* Exercise directions *
Could you print the full listing below, keeping each line identical?
-- Exercise data follows --
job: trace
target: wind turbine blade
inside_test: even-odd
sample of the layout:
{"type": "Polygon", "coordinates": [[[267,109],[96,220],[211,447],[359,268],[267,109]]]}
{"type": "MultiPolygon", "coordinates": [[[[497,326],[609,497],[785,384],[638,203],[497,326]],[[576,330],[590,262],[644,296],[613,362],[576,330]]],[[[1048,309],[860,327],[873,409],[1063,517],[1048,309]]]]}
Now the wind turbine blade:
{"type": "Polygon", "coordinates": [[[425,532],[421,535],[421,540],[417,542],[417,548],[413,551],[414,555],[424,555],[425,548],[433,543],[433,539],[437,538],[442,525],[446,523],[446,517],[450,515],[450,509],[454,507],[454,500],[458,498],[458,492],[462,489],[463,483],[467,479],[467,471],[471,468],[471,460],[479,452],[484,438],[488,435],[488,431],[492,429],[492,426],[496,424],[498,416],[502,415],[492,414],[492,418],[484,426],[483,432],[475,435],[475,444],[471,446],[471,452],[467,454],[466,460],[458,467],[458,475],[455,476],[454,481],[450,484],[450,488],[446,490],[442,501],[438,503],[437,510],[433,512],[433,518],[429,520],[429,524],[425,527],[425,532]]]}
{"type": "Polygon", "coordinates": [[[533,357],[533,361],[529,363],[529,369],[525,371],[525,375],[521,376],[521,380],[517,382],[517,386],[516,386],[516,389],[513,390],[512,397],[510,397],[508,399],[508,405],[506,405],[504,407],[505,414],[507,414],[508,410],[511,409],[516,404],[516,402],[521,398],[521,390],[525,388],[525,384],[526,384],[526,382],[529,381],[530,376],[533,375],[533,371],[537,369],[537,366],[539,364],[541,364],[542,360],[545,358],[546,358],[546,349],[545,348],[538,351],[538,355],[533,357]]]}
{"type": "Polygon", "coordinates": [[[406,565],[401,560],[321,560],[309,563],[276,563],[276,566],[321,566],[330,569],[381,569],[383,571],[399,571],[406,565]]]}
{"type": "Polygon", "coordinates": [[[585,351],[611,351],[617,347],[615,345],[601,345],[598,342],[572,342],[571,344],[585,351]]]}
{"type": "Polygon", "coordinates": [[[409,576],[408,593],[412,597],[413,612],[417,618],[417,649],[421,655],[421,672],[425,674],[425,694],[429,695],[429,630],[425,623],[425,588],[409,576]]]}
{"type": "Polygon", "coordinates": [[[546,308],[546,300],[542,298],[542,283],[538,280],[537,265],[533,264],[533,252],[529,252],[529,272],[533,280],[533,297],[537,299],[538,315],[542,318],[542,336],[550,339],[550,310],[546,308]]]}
-- Exercise data concluded --
* Answer *
job: trace
target: wind turbine blade
inside_test: even-odd
sample of the layout:
{"type": "Polygon", "coordinates": [[[267,109],[96,220],[211,447],[359,268],[267,109]]]}
{"type": "MultiPolygon", "coordinates": [[[[497,326],[609,497],[785,384],[638,203],[497,326]],[[576,330],[590,262],[644,296],[613,362],[576,330]]],[[[1048,309],[860,327],[873,409],[1063,517],[1048,309]]]]}
Now the wind turbine blade:
{"type": "Polygon", "coordinates": [[[425,532],[421,535],[421,540],[417,542],[417,548],[413,551],[414,555],[424,555],[425,548],[433,543],[433,539],[437,538],[442,525],[446,523],[446,517],[450,515],[450,509],[454,507],[454,500],[458,498],[458,492],[462,489],[463,483],[467,479],[467,471],[471,468],[471,460],[479,452],[484,438],[488,435],[488,431],[492,429],[492,426],[496,424],[498,416],[502,415],[492,414],[492,418],[484,426],[483,432],[475,435],[475,444],[471,446],[471,452],[467,454],[466,460],[458,467],[458,475],[455,476],[454,481],[450,484],[450,488],[446,490],[442,501],[438,503],[437,510],[433,512],[433,518],[429,520],[429,524],[425,527],[425,532]]]}
{"type": "Polygon", "coordinates": [[[533,357],[533,361],[529,363],[529,369],[525,371],[525,375],[521,376],[521,380],[517,382],[517,386],[516,386],[516,389],[513,390],[512,397],[510,397],[508,399],[508,405],[506,405],[504,407],[505,414],[507,414],[508,410],[511,409],[516,404],[516,402],[521,398],[521,390],[525,388],[525,384],[526,384],[526,382],[529,381],[530,376],[533,375],[533,371],[537,369],[537,366],[539,364],[541,364],[542,360],[545,358],[546,358],[546,349],[545,348],[538,351],[538,355],[533,357]]]}
{"type": "Polygon", "coordinates": [[[406,565],[401,560],[321,560],[309,563],[276,563],[276,566],[321,566],[330,569],[381,569],[383,571],[399,571],[406,565]]]}
{"type": "Polygon", "coordinates": [[[585,351],[611,351],[617,347],[615,345],[601,345],[598,342],[572,342],[571,344],[585,351]]]}
{"type": "Polygon", "coordinates": [[[409,576],[408,593],[412,597],[413,612],[417,618],[417,649],[421,655],[421,672],[425,674],[425,694],[429,695],[429,630],[425,623],[425,588],[409,576]]]}
{"type": "Polygon", "coordinates": [[[546,308],[546,300],[542,298],[542,283],[538,280],[537,265],[533,264],[533,252],[529,252],[529,272],[533,280],[533,297],[537,299],[538,315],[542,318],[542,336],[550,339],[550,310],[546,308]]]}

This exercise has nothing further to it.